Excerpt provided:
+===+

Inclusive technology for healthcare work will enable workers in diverse roles and skills to leverage increasing access to data-driven technologies. The project focuses on the growth of Data-Intensive Technologies (DIT), which include telehealth and AI-based tools. The project’s approach to transition to scale centers on alleviating existing misalignment between current healthcare work and data-intensive technologies in three ways.
First is through the co-development of tools and generalizable design principles with users that lower the barrier to technology integration for healthcare workers. Second is by empowering individuals within healthcare systems who have diverse roles to adopt and use the tools and improve their skills. Third is to enable patient-centered healthcare that promotes autonomy and strengthens clinician-patient concordance.
The project represents a multi-institutional commitment to transitioning innovative healthcare to scale, through DIT facilitated inclusion of diverse workers in healthcare systems across the U.S., which together encompass over 1000 care sites in U.S. 24 states, multiple work roles, and different levels of training and hierarchy.
This project brings together several scientific fields, including human-computer interaction, health informatics, artificial intelligence (AI), sensing, medicine, organizational behavior, and research on diversity and inclusion. The investigator team is structured to achieve multiple convergent goals such as quantifying the impacts of scaling DIT on inclusive healthcare work and modelling prescription and adoption of DIT towards inclusive deployment at scale.
Additionally, the investigators seek to identify generalizable DIT design principles for inclusive healthcare work at scale, and to develop theory and tools to facilitate at-scale inclusion through DIT-based patient-provider concordance. Finally, the project expects to develop tools and practices for lowering barriers to comprehension of and engagement with DIT by diverse healthcare workers; to create AI-based team-focused tools; and to analyze the opportunities and challenges in using AI for diverse healthcare teams’ work.
This project has been funded by the NSF Future of Work at the Human-Technology Frontier cross-directorate program to promote deeper basic understanding of the interdependent human-technology partnership in work contexts by advancing design of intelligent work technologies that operate in harmony with human workers.
This award reflects NSF's statutory mission and has been deemed worthy of support through evaluation using the Foundation's intellectual merit and broader impacts review criteria.

+===+

Supplied records:
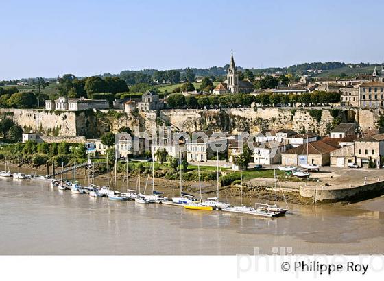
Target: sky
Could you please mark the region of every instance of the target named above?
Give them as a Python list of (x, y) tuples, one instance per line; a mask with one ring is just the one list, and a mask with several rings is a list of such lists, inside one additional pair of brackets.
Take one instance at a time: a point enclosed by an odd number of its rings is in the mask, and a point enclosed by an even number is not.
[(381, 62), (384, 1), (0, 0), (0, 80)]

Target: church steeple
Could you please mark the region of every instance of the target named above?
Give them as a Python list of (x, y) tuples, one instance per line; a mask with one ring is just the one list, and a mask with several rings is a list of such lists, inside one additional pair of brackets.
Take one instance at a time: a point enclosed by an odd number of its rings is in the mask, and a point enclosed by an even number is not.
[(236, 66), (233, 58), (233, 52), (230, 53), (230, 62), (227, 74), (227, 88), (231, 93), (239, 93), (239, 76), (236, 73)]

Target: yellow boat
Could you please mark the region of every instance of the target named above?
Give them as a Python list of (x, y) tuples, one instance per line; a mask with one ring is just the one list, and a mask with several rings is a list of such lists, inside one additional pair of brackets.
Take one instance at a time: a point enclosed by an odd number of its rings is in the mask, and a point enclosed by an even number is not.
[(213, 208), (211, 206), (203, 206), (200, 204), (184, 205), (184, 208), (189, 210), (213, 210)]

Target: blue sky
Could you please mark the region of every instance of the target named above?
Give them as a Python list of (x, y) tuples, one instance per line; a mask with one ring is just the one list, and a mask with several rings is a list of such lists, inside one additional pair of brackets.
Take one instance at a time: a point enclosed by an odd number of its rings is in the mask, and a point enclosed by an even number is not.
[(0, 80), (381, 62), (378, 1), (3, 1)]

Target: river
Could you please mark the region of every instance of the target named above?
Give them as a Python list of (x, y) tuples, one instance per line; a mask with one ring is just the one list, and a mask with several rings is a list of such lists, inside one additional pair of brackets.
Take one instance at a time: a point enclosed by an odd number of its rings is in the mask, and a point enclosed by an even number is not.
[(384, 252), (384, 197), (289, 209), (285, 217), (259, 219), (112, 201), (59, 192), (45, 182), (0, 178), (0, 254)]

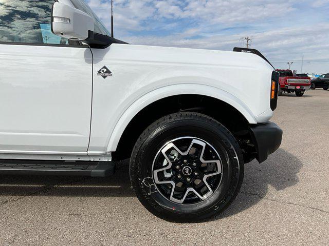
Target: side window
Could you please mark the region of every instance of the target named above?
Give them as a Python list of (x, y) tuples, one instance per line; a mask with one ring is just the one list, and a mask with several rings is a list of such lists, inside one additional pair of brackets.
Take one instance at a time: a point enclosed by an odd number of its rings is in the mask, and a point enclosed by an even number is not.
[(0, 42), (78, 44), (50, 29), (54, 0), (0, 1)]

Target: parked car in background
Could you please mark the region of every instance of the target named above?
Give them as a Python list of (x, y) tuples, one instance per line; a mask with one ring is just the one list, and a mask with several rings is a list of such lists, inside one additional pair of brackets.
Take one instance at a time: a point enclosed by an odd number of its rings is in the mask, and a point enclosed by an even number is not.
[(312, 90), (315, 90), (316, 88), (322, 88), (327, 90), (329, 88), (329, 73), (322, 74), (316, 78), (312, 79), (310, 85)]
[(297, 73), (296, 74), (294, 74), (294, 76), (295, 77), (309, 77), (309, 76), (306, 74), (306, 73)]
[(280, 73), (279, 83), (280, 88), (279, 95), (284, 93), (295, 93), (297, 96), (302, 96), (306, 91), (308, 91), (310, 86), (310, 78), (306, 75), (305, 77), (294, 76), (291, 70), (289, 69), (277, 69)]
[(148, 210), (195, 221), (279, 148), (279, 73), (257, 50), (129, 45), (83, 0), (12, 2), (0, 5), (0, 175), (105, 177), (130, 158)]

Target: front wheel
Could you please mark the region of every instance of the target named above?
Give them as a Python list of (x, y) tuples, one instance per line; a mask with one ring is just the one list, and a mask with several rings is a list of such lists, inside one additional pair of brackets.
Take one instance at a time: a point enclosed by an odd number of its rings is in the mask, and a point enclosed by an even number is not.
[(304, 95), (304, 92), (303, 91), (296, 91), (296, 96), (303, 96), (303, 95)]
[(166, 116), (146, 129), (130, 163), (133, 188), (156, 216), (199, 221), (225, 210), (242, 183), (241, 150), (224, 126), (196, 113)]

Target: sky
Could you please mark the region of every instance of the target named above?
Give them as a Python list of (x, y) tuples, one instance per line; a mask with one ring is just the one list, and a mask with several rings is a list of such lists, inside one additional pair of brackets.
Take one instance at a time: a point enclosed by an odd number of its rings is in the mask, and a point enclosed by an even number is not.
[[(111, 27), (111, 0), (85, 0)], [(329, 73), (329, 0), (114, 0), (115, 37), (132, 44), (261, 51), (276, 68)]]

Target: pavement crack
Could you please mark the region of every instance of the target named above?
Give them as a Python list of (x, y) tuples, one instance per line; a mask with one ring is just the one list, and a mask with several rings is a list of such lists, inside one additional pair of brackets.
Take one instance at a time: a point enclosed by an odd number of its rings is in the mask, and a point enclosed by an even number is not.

+===+

Task: List every scientific field that the text on inclusive healthcare technology says the project brings together. The records aren't needed for this.

Exercise answer:
- human-computer interaction
- health informatics
- artificial intelligence (AI)
- sensing
- medicine
- organizational behavior
- research on diversity and inclusion